Pull out and copy each line of the entries below that contains the word "positive". Case counts.

[[ Data for this exercise, beginning ]]

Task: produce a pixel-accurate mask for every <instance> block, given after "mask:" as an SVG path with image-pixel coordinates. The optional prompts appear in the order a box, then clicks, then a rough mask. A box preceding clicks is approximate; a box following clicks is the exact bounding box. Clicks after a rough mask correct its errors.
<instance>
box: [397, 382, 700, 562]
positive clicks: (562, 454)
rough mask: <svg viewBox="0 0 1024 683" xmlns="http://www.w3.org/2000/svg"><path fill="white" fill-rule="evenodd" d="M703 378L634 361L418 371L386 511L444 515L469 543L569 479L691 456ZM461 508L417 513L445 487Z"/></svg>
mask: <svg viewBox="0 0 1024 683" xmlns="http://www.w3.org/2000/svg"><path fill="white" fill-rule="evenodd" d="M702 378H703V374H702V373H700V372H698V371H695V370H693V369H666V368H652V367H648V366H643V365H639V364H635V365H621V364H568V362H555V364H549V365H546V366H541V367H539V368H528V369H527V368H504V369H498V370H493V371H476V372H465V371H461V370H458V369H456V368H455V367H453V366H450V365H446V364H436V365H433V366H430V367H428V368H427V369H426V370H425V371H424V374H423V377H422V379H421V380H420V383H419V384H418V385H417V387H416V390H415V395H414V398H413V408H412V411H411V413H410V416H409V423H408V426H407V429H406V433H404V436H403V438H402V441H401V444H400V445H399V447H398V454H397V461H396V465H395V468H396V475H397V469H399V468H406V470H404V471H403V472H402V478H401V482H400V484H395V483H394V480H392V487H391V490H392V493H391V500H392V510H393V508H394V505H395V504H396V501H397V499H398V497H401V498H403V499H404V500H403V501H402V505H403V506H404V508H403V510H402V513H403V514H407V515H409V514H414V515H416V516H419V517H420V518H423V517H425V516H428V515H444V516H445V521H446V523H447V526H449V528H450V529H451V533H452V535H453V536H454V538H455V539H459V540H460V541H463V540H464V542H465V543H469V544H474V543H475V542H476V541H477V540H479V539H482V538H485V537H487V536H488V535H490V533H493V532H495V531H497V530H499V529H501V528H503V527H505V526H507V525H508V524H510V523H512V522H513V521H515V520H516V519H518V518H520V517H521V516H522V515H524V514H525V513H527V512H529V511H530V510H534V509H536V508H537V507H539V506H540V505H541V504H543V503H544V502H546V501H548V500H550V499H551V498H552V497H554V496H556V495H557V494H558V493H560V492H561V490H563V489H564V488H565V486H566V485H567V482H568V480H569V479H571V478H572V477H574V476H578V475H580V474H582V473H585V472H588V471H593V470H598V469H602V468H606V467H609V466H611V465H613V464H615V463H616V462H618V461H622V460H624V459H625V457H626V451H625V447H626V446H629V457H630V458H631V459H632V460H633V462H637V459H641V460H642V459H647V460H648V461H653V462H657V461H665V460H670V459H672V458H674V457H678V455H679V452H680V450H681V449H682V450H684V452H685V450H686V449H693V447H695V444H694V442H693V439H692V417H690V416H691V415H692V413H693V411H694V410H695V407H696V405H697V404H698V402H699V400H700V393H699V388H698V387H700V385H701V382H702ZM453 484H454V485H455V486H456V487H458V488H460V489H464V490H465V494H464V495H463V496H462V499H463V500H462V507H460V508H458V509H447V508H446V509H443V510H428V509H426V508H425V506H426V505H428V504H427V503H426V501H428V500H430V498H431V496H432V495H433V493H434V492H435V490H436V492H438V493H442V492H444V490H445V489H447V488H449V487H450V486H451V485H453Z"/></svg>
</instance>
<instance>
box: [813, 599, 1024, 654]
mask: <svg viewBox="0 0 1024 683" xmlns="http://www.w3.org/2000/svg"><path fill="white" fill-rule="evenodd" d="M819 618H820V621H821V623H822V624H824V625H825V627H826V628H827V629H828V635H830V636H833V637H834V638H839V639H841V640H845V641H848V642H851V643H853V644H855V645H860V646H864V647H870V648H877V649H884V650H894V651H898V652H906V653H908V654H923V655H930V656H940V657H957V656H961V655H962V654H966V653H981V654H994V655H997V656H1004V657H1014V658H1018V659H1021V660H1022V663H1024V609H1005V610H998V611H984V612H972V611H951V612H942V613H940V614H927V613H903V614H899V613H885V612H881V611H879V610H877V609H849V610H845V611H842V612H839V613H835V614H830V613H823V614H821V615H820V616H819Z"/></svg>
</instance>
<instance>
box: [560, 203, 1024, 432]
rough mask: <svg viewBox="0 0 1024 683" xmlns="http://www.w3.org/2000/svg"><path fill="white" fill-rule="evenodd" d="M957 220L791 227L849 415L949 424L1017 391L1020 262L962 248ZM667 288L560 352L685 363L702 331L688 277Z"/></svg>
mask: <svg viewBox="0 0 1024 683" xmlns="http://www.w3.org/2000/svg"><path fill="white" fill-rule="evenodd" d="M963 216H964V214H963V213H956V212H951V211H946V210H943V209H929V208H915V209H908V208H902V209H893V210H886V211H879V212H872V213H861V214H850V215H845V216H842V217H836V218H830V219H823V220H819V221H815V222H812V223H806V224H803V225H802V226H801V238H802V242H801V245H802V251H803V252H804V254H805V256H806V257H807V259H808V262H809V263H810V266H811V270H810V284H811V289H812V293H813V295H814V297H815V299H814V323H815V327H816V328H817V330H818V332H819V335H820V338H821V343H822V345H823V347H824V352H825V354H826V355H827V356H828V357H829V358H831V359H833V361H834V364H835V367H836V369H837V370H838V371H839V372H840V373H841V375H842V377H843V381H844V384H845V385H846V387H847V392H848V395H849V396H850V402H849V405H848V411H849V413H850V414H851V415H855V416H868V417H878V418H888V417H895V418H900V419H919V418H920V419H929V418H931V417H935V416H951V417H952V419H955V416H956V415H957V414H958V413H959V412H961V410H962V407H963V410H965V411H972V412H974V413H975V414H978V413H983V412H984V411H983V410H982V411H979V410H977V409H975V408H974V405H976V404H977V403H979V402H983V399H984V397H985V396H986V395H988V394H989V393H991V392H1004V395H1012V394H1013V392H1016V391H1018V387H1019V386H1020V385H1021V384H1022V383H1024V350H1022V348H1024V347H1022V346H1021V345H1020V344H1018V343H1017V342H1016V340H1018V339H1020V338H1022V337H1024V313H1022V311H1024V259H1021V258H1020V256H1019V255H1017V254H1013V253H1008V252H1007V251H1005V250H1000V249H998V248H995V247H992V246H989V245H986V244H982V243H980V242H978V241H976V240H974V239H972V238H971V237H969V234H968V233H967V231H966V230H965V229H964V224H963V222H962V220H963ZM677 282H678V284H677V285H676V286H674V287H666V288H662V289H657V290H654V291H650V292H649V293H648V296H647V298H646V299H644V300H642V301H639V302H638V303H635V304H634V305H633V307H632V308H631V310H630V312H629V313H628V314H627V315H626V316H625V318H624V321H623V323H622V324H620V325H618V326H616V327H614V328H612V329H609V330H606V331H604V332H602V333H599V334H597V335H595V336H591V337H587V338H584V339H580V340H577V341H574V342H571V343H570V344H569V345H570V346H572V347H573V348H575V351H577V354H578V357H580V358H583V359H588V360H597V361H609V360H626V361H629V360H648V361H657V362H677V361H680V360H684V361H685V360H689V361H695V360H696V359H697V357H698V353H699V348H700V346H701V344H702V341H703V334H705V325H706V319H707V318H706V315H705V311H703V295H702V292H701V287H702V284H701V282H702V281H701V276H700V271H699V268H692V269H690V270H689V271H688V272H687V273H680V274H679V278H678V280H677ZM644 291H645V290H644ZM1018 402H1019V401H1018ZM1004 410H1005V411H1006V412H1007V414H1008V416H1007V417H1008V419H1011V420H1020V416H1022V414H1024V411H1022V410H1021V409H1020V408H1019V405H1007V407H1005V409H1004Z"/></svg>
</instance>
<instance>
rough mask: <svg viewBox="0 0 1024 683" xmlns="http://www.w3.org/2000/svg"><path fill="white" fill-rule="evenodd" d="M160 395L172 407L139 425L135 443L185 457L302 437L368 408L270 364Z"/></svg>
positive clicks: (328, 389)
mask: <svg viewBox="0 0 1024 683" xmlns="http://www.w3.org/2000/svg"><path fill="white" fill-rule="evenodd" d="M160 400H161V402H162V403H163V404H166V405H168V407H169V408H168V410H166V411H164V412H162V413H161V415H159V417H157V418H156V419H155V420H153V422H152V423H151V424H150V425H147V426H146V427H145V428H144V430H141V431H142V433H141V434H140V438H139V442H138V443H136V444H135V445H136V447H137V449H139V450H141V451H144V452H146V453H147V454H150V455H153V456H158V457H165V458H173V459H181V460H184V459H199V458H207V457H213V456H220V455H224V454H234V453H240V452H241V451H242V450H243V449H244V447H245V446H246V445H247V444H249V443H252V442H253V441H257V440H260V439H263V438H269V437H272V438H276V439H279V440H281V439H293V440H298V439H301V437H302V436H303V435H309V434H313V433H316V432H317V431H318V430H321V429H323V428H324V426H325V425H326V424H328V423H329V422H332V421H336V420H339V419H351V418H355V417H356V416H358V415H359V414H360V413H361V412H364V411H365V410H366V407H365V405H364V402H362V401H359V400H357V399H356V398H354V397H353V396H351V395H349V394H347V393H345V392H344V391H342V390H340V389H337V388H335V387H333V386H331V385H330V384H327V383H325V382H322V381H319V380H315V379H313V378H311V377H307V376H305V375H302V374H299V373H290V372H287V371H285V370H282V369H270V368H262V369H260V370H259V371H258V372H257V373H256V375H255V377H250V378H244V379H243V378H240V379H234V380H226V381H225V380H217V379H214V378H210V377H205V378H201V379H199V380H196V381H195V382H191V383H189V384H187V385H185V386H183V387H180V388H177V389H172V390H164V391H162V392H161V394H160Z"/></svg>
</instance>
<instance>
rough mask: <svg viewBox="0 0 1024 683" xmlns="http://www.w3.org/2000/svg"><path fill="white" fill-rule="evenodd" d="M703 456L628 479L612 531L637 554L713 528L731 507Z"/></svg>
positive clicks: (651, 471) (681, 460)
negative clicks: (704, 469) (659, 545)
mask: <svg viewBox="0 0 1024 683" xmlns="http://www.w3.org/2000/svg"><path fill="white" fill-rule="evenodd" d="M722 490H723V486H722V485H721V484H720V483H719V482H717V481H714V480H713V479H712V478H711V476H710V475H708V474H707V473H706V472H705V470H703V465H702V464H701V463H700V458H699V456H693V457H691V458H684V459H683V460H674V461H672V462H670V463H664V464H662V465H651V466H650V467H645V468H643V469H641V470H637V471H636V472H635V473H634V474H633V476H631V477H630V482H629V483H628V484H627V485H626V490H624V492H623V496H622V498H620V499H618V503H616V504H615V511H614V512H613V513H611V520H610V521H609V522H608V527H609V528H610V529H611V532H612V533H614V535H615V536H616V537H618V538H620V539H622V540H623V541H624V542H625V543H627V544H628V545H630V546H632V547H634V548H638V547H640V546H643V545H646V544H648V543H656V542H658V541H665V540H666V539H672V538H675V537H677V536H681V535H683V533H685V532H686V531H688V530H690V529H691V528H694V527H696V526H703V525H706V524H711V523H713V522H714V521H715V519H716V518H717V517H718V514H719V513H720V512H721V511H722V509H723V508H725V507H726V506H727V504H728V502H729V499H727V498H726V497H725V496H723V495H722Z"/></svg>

[[ Data for this exercise, end ]]

» **Answer to this task**:
positive clicks: (562, 454)
positive clicks: (328, 389)
positive clicks: (651, 471) (681, 460)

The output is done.